Begin Source extract
I’ve been watching a lot of videos featuring structures all scratch built by Howard Zane. They are being built for a 3 rail layout. All from basswood. But he does use balsa for interior bracing. I’m guessing even though you mentioned industrial buildings. You mean wooden walls such as clapboard siding. The siding can be bought from a few sources. Doors and windows are available from Tichy Train Group.
Check out Al Pugliese trains on You Tube to view the videos with Howard Zane. Not really how to’s but a good watch.
As far as tools. A self healing cutting mat and a NWSL Chopper are a good start. X Acto knife, saw and mitre box for cutting. Squares, clamps and weights. Assortment of different adhesives.
Not sure you can still find them out there. I think the best introduction to scratchbuilding is an old Gloorcraft kit. These are not laser cut kits. You won’t have to do any planning as they have instructions. But it will teach you all the basics you need to know about construction and assembly.
Dave thank for information I will take a look on youtube. Is basswood easy to work with than balsa ?
Sheet balsa wood is easy to cut, but I would not use it for model building. It will be very prone to warp, especially if you use water soluble paint, it will not hold up to scribing, and it will show grain when you paint it. Bass wood is denser and stronger; if you find commercial milled clapboard siding it will be basswood.
End Source extract
Begin Records provided
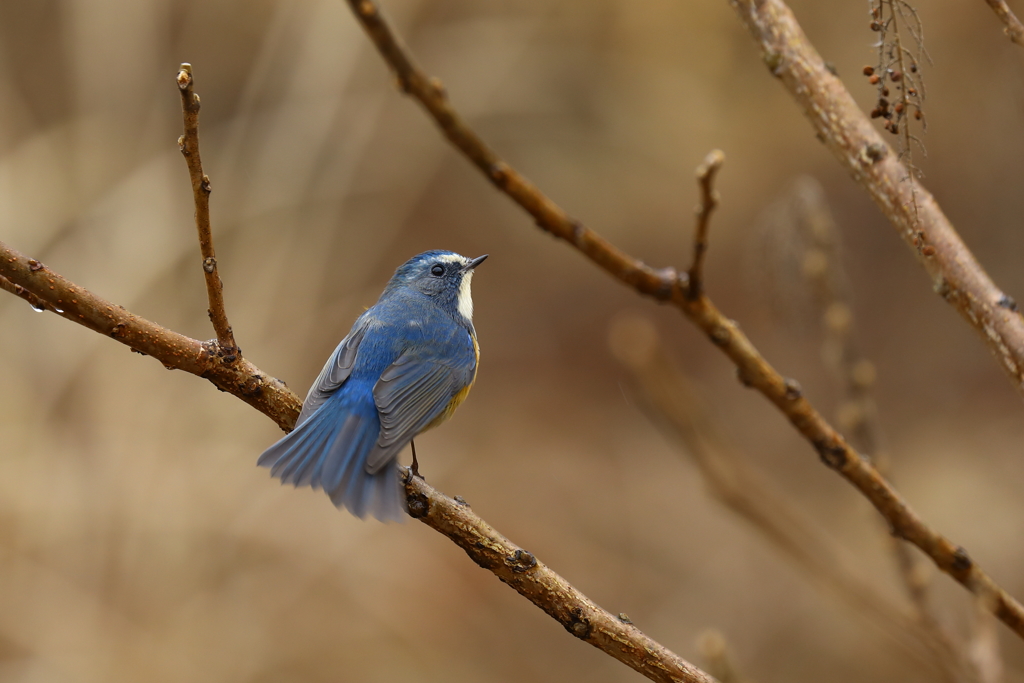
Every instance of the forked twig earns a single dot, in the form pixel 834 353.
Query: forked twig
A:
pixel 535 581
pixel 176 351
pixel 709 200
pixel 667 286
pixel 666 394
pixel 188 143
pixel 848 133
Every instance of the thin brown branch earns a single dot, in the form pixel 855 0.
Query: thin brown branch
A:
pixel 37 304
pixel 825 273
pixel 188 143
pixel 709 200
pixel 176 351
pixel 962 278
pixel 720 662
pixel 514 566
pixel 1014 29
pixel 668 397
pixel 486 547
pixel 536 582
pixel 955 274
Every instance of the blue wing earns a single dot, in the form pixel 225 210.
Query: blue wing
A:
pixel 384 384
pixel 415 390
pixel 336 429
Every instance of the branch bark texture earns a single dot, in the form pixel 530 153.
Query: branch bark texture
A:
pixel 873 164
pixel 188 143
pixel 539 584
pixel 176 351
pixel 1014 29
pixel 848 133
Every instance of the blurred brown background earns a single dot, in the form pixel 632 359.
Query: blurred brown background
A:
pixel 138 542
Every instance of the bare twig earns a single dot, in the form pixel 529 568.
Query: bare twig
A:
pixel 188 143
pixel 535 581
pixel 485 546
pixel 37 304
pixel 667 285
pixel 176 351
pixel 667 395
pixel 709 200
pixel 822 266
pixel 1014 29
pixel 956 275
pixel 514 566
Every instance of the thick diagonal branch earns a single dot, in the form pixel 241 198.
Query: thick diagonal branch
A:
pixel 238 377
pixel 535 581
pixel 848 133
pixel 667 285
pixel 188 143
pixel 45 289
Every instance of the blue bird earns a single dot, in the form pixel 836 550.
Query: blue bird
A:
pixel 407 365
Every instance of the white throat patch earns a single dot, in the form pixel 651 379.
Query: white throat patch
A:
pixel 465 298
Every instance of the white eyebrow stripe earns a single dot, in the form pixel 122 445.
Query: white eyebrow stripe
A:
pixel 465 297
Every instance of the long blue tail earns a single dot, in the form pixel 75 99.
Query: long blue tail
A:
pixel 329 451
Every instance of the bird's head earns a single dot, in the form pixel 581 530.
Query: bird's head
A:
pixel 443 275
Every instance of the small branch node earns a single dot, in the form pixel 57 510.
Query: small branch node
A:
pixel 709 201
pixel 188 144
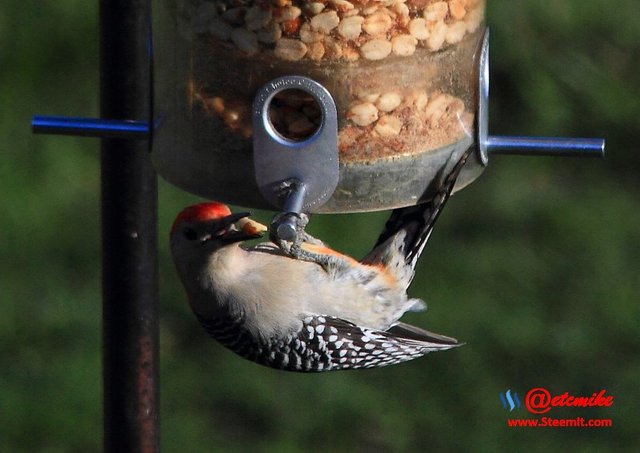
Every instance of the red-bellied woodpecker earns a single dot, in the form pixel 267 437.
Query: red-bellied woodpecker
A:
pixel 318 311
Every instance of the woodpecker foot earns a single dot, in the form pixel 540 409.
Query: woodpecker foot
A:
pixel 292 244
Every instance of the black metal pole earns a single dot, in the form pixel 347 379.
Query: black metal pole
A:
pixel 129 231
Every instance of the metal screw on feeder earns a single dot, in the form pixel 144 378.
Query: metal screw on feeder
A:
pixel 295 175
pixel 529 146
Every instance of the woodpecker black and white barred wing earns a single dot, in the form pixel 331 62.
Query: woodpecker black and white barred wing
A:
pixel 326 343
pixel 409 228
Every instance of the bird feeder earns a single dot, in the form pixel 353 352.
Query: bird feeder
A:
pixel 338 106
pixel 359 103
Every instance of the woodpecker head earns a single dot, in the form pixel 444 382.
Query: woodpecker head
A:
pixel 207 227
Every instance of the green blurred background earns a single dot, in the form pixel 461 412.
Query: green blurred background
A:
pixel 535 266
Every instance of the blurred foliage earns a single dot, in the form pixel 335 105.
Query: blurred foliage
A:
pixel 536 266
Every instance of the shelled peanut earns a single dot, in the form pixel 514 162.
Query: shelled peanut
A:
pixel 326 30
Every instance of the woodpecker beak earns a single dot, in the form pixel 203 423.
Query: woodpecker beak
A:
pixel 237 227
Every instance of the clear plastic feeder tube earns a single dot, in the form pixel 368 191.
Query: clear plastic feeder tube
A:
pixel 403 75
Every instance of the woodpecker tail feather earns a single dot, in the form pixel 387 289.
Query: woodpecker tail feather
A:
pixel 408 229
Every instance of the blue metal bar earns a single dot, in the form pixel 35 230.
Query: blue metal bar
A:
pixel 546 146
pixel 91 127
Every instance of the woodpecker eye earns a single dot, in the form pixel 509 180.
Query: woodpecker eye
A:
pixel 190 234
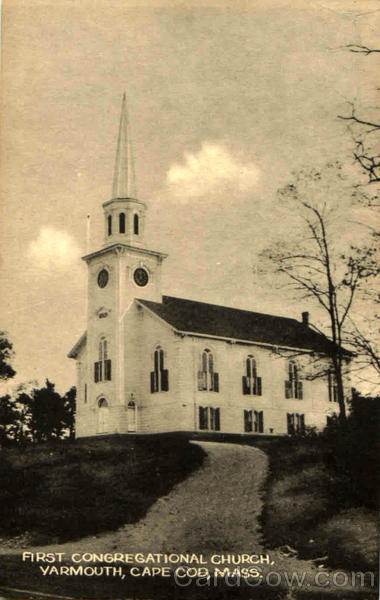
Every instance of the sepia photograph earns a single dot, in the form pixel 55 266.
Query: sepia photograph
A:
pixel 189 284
End Records provided
### What to do
(1) Say whether each statement agrees with the scratchbuilding discussion, answering yes or no and quoting the deciding words: (a) Howard Zane uses balsa for interior bracing; (b) Gloorcraft kits are laser cut; (c) commercial milled clapboard siding is made of balsa.
(2) Write the next part of the scratchbuilding discussion, starting after its final sentence.

### Answers to each task
(1)
(a) Yes: "But he does use balsa for interior bracing."
(b) No: "These are not laser cut kits."
(c) No: "if you find commercial milled clapboard siding it will be basswood."

(2)
Basswood also requires care to prevent warping. After I cut pieces and before I glue them, I seal the pieces by painting both sides with hardware store wood stain. This not only prevents warping, but also helps avoid shiny white bits of wood showing through windows, joints, etc. I never build with raw wood...
Basswood I would say any thing less than 3/16 you can you can cut with a chopper. Which works out well if you need to duplicate parts. Cutting basswood sheets for sidings or roofing will cut in a few light passes with knife. The only tedious part is probably cutting out windows and doors.
Balsa is the old school method of building RC Planes. But if you check out how they are built. They are extensively braced. It’s actually pretty strong considering it weighs next to nothing.
Another good You Tube channel to check out. Is Jason Jensen trains. He builds a lot of kits but does change them up by kit bashing them at times. He will give you some ideas as to how to put things together as far as interior bracing.
These two photos show how I construct scratch-built and craftsman-kit structures from basswood. I don't recommend balsa. First photo shows inside of four assembled walls and internal bracing with 1/4-inch and 3/16-inch square beams. In some places I glue window cutouts to the insides of the walls to increase thickness and strength. The walls are milled clapboard. The horizontal bracing supports floors that are added after all the walls are assembled. Second photo shows completed factory building.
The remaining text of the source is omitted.